--- Page text ---
My wife is an accountant, have you ever looked at the emence size of our tax rules when printed out on paper? 

That's not an accident. A person can go an entire life time without paying taxes and retire a millionaire....and do it legally.


----------



## BamBamm5144 (Jul 12, 2008)

jb4211 said:


> Like me, which is why I have an accountant. A man can only stay on top of so many things simultaneously: the various codes governing the building trades, tax laws, wife's moods, children's needs, etc. Truly, there's only so much time in a day, a week, a month and a year. And another thing, I have four watches and three clocks, when the f#@k is Miller Time, because it's not listed on any of my time pieces I can tell you that? :no:


No I don't even know a third of it. I focus on what I know. That's why I hire an accountant, internet guys, lawyers, etc.

All I know is that a lot of guys pay their whole mortgages every month, truck payments although they don't have a personal vehicle, all their gas, entertainment, utilities and groceries all through the business.

I am trying to show profits so I can buy land and build within the next few years.

--- Data excerpt ---
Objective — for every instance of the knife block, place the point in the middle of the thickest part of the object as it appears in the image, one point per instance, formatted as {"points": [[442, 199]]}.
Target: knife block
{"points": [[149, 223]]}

--- Given problem A ---
In the forum thread on taxes, why does BamBamm5144 want to show profits?
--- Given problem B ---
Write the next part of the forum thread on taxes, picking up after its final sentence.
The data is separate from the forum thread on taxes.

--- Exercise output A ---
To buy land and build within the next few years.

--- Exercise output B ---
----------



## jb4211 (Jul 13, 2010)

SSC said:


> of course and i do have one, just trying to understand better myself:thumbsup:


I gave up trying to understand the plethora of tax law. With everything you and I and every other working man has going on it's impossible to stay on top of a moving target. So many changes, so often.


----------



## BamBamm5144 (Jul 12, 2008)

Oconomowoc said:


> @ BamBamm
> 
> I'm not picking on you so I hope you don't take the following in a bad way but.....
> 
> ...


No, I am not taking it badly. 

I know of guys who have tried to play the game. One went to a federal prison. The other is an employee of my mothers and he will be having $200 taken out of his check for the next 20 years.

I know taxes don't need to be paid. I understand why we all shouldn't want to. Problem is that you said legally. Majority of guys don't do it legally because they don't know all the rules. I have seen a list printed out by my accountant and it was unbelievable. I was even doing a few things that I thought were fine.

Until a few months ago I learned that if I replace rotten wood on someones house, I have to charge a tax on that. I don't have to do it to replace the roof but if I tore off someones fascia board and put on a new one, I need to charge and pay sales tax.


----------



## jb4211 (Jul 13, 2010)

BamBamm5144 said:


> Until a few months ago I learned that if I replace rotten wood on someones house, I have to charge a tax on that. I don't have to do it to replace the roof but if I tore off someones fascia board and put on a new one, I need to charge and pay sales tax.


But you already paid sales tax when you purchased the new fascia board. Unless you are tax free, which I'm assuming you're not. I know some companies are.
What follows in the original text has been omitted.